▶ [Activity list]:
A. From the blog post about popularity, write out the passage starting with "What if people" and going on through "enjoy their difference?".
B. In the blog post about popularity, at around what age did the writer engage in personality change?

▶ [Reading passage]:
_ _ _ _ _

It’s all about popular! It’s not about aptitude, it’s the way you’re viewed, so it’s very shrewd to be, very very popular, like me!
Popular from Wicked
I make no excuse for quoting Wicked lyrics again, it’s a wonderful musical and this song resonates for me and, I think, many people. The character is a popular schoolgirl, educating or ‘making over’ another girl, who stands out as different, in order to increase her popularity and thus to make her life easier. She promises, “You’ll mix with the right cohorts, be good at sports, know the slang you’ve got to know”.
In many ways she has a point, life can be easier if we fit in, don’t rock the boat, have good popularity ratings. Yet at what price?
I was impacted by Susan Cain’s talk on the Power of Introverts and it led me to remember the bookish, weird, introvert I was once, many years ago before I learned that this isolated me and that extroversion helped my social relationships. So around the age of 14 I engaged in personality change which alleviated the painfulness of isolation and difference.
I highly recommend this link, I’d like everyone to listen to it. I, like Susan Cain, became skilled at extroversion. I wonder if at times I over did it a bit? I realised that I needed people and social relationships, and so relationships became my speciality, my focus. I no longer wished to do without. As time went on, solitude called again, and so over time I learned I needed time alone and time with others and I have begun to regain a balance. As a therapist, I have understood that the fear of enforced isolation if I don’t focus on relationships was strong as a teen, but how pleasurable it is to realise I am no longer a teen and isolation, enforced or chosen, does not destroy me.
I no longer need to be popular! I can cope with disapproval. The world doesn’t end because some of my blogs have spelling or grammar mistakes, or if I go away on my own for a while. I can be introverted and extroverted as suits me, and I no longer need to disguise my difference.
What if people are less able to disguise their individuality, have less choice, for example, their skin colour, or their sporting ability, their dyslexia (or different brain wiring)? What hoops might they feel they have to jump through to be accepted? Or might it be that they become able to embrace and enjoy their difference?
For my part, I am enjoying moving between private and public, introverted and extroverted behaviour, silence and noise, solitude and loving relationships. Finding my needs and responses moment to moment, being led by what I need, rather than being led by fears of isolation or of criticism or rejection if I join in. In Gestalt we call this awareness, so I am aware of when habits compel me, when fears compel me and when I choose. As I increase this awareness, it seems I have an increased experience of choiceful living as opposed to habitual and fearful living.

_ _ _ _ _

▶ [Stored entries]:

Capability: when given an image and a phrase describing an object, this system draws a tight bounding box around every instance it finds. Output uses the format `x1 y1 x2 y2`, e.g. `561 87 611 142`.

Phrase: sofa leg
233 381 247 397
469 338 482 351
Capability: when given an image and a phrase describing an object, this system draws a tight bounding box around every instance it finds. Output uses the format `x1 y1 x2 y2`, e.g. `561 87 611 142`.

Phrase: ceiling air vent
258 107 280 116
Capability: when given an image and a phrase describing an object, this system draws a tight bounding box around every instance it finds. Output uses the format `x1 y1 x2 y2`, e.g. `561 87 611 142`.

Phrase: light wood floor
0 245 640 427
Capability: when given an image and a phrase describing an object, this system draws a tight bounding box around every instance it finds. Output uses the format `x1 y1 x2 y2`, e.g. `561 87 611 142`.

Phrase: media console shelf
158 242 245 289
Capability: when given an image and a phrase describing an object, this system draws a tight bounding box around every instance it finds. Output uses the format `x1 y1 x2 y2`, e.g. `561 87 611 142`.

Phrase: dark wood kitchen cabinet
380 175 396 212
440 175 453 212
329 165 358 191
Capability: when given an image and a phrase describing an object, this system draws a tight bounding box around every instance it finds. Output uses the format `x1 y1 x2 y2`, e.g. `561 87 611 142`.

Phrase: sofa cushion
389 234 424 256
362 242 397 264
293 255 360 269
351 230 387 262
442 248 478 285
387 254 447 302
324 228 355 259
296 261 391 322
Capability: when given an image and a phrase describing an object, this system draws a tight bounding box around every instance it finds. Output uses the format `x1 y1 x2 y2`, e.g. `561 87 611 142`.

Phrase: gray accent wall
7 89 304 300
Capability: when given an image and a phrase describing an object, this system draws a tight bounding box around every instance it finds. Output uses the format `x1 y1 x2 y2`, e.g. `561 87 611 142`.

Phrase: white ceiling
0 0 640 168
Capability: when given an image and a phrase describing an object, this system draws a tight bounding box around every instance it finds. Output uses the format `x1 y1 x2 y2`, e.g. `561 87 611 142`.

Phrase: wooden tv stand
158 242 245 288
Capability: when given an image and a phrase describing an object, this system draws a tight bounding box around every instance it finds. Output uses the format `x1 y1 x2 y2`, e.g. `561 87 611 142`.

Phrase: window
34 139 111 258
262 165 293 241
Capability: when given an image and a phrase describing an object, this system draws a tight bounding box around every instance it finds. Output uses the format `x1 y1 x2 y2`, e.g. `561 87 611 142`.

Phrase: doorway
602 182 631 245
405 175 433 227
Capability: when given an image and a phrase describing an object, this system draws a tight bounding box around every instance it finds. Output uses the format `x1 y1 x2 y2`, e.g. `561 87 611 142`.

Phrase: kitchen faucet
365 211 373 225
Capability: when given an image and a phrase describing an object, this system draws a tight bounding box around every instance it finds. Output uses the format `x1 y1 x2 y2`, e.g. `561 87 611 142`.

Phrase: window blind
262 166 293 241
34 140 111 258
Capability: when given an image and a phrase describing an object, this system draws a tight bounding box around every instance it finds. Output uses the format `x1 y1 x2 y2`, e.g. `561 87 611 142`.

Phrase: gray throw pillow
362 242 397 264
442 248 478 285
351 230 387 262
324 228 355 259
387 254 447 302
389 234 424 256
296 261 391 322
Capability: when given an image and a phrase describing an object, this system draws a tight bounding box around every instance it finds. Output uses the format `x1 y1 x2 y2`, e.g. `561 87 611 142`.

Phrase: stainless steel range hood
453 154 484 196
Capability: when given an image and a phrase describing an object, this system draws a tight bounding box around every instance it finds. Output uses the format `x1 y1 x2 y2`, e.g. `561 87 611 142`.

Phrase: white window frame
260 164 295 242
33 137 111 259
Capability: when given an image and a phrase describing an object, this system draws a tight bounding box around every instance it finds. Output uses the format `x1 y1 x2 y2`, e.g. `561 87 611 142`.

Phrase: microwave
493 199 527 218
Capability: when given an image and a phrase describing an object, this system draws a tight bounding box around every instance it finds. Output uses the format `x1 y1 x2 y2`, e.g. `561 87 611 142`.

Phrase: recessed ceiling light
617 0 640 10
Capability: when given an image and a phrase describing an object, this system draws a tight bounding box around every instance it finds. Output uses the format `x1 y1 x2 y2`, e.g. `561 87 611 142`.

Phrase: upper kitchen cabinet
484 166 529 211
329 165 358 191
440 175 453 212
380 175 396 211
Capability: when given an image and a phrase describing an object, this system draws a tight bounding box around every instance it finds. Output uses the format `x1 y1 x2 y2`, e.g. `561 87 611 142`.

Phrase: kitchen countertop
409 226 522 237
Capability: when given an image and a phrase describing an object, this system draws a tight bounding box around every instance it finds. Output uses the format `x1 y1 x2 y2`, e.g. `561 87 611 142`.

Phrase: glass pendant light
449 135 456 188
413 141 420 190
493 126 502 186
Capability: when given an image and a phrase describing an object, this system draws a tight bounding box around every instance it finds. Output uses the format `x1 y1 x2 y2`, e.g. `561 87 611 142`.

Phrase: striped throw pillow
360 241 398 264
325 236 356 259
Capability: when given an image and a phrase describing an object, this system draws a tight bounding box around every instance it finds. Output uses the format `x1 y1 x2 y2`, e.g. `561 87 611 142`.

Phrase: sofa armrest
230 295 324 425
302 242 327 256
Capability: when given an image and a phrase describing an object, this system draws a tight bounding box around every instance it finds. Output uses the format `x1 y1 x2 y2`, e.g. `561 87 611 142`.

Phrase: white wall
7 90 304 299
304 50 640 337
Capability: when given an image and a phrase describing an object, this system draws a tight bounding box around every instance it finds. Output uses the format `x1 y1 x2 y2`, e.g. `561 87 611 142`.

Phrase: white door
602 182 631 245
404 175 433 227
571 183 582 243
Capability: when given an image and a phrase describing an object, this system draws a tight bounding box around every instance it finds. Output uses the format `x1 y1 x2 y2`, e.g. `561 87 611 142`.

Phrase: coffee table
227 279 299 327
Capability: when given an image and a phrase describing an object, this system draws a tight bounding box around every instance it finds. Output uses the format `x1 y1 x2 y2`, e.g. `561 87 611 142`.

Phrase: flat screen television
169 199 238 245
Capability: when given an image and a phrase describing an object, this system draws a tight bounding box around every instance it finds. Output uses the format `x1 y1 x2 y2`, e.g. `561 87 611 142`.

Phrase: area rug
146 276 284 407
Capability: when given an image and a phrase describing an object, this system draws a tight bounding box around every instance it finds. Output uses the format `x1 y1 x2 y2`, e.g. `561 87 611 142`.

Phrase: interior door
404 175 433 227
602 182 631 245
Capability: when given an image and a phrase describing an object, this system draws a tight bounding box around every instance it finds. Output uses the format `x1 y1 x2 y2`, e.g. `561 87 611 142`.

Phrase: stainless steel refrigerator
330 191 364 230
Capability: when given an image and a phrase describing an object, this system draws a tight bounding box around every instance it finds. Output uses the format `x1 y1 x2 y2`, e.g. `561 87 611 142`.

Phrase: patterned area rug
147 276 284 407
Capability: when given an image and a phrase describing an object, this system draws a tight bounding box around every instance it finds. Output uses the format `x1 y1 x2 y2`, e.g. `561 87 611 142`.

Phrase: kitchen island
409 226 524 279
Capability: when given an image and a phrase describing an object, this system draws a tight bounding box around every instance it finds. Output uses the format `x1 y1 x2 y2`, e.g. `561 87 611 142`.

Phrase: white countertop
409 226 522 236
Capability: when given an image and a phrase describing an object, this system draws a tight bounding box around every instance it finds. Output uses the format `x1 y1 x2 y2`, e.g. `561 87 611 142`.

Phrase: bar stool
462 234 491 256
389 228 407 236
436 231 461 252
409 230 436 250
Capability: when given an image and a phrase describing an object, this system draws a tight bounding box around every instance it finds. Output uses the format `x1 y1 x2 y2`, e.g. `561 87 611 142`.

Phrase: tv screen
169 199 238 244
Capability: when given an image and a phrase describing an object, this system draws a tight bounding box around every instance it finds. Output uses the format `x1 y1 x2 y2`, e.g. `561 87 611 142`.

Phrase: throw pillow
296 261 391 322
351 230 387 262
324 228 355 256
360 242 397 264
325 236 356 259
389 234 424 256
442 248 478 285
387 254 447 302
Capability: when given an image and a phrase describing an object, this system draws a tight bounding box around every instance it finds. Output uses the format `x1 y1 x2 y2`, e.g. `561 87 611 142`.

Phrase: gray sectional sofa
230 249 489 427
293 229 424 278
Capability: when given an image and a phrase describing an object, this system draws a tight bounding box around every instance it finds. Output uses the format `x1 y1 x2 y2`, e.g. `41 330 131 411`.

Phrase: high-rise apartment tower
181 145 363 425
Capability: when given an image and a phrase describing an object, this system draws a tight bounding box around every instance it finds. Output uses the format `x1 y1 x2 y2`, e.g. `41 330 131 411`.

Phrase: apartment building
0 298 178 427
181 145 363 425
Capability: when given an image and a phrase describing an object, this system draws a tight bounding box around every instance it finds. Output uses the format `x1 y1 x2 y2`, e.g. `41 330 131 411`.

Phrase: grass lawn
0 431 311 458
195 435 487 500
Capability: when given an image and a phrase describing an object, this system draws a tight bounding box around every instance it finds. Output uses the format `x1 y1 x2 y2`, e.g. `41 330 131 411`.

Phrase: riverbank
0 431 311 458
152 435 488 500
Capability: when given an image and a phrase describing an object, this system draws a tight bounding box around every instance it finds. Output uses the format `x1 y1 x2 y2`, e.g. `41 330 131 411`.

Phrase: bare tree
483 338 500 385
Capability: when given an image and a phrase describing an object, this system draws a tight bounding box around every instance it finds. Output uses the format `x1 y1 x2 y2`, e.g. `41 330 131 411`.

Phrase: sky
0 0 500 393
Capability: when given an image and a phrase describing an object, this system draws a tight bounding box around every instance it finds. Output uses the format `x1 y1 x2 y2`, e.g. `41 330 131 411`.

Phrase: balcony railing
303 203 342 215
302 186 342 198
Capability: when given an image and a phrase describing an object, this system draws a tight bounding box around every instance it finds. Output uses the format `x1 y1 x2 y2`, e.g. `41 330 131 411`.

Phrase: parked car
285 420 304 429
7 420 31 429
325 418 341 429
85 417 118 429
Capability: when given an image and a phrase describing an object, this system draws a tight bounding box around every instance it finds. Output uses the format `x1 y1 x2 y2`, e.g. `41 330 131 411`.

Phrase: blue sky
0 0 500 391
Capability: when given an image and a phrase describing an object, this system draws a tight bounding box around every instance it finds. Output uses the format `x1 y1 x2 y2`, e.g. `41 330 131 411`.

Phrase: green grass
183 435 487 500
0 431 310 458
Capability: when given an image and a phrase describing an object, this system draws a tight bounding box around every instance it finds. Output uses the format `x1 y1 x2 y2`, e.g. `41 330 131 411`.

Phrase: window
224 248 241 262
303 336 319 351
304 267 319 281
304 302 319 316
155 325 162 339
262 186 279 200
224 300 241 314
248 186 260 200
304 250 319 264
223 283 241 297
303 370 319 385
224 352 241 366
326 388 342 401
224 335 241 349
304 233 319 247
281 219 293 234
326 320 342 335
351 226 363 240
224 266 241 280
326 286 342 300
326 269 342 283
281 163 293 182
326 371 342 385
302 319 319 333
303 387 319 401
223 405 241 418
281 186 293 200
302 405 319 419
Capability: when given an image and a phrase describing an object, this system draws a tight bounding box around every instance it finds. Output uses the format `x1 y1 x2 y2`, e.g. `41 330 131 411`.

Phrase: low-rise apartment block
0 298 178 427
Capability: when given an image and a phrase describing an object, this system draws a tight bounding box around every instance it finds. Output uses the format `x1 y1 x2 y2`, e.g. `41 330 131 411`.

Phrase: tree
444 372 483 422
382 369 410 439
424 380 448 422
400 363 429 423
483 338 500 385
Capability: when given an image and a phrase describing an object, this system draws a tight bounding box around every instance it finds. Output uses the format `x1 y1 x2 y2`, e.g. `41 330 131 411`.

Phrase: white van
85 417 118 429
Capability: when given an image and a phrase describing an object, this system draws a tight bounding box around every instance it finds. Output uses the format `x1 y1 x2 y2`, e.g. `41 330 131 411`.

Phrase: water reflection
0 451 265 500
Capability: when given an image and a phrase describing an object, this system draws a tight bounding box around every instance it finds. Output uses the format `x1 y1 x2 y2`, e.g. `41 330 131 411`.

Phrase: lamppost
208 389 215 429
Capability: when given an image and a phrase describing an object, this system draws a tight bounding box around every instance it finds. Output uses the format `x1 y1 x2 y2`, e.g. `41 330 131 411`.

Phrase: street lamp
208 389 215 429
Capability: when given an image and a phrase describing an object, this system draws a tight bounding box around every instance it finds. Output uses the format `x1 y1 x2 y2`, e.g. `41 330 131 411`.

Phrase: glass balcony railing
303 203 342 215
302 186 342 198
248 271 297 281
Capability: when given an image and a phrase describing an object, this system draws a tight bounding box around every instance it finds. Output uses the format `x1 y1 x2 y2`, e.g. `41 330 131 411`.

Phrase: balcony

_ _ _ _ _

▶ [Outputs for the tasks]:
A.
What if people are less able to disguise their individuality, have less choice, for example, their skin colour, or their sporting ability, their dyslexia (or different brain wiring)? What hoops might they feel they have to jump through to be accepted? Or might it be that they become able to embrace and enjoy their difference?

B. Around the age of 14.